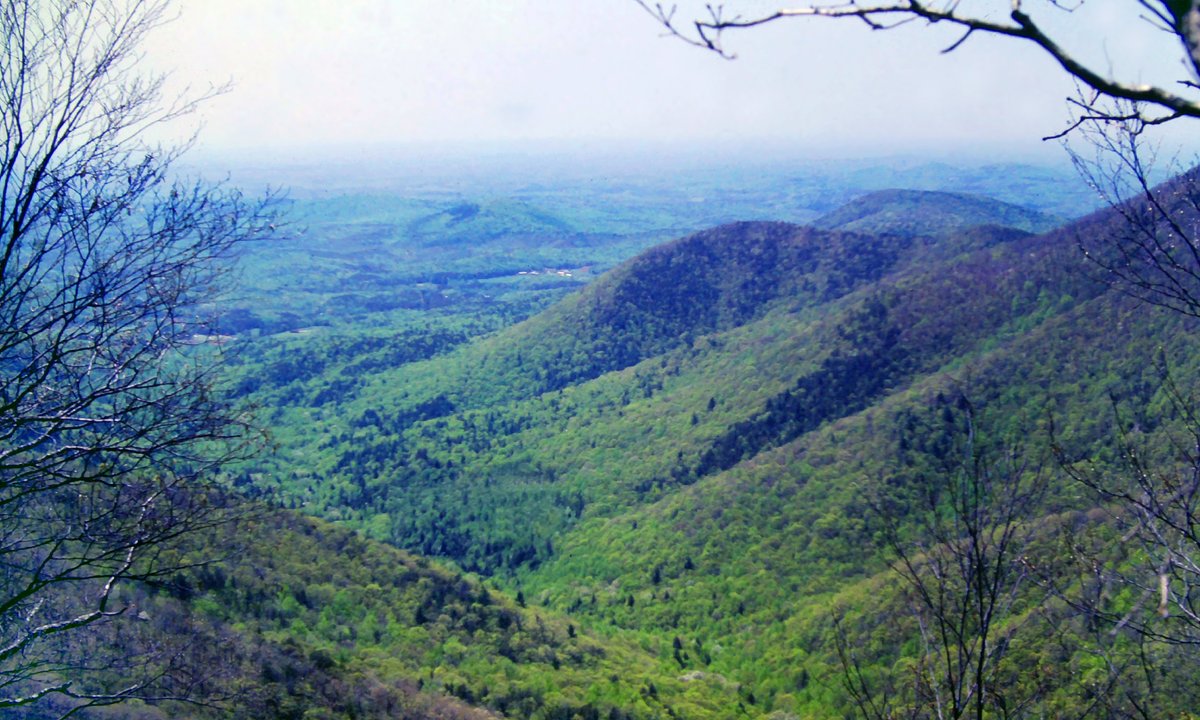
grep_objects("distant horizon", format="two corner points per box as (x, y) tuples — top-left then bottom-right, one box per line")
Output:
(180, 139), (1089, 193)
^^^^^^^^
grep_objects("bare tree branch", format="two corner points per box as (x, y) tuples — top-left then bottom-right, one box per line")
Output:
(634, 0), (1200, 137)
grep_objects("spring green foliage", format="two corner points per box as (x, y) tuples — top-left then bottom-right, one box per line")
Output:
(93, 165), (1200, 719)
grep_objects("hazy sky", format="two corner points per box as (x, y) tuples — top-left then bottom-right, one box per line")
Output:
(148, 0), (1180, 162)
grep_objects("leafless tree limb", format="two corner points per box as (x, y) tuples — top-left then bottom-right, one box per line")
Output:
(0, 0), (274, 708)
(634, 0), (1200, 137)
^^^^^^^^
• [Problem requirements] Please pull out each line of the data above that contains the string "tree" and copy it in full. Case matters when matching.

• [Task answer]
grep_objects("bare tree branch", format="two corner points per box as (x, y) tuples — top-left then bottom-right, one box per line")
grep_objects("leafless tree limb", format="two corner points per box as (x, y) tuples — top-left then bottom-right, one box per line")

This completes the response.